* _Record set_:

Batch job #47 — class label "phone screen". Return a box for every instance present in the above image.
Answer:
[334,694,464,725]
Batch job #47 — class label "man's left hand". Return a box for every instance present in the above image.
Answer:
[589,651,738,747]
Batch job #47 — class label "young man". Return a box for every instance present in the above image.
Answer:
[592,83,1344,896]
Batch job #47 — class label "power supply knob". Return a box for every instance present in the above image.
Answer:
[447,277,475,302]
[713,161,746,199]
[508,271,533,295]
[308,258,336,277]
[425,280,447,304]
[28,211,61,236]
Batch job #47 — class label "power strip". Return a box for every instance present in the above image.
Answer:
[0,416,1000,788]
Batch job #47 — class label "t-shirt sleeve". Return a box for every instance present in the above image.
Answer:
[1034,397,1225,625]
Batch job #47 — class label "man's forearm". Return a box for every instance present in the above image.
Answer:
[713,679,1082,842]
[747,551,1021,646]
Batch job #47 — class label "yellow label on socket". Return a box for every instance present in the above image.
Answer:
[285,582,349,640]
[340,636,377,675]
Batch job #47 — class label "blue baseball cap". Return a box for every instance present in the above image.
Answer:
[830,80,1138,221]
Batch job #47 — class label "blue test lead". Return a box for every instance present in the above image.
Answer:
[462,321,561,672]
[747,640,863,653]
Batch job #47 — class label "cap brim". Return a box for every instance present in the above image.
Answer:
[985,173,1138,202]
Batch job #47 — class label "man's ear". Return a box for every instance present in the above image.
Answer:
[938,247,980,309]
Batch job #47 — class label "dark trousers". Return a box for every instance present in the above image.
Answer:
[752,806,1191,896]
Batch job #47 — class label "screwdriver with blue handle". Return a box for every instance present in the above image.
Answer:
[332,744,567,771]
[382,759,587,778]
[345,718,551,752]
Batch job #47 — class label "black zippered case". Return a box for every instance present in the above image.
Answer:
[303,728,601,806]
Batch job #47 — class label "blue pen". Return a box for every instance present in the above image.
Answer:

* _Given exercise_: Collect each line of the listing above that contains the word "blue", and copy those lines in full.

* _Exercise solution_:
Batch job #47 — class label "blue baseball cap". Return a box for every instance present in the above image.
Batch job #47 — class label "blue test lead". Return a box for every instance present in the above image.
Batch job #47 — class label "screwdriver with blue handle". Return a box for every instance present in the above image.
Batch job #47 — class label "blue pen". Return a box for every instance present in the above image.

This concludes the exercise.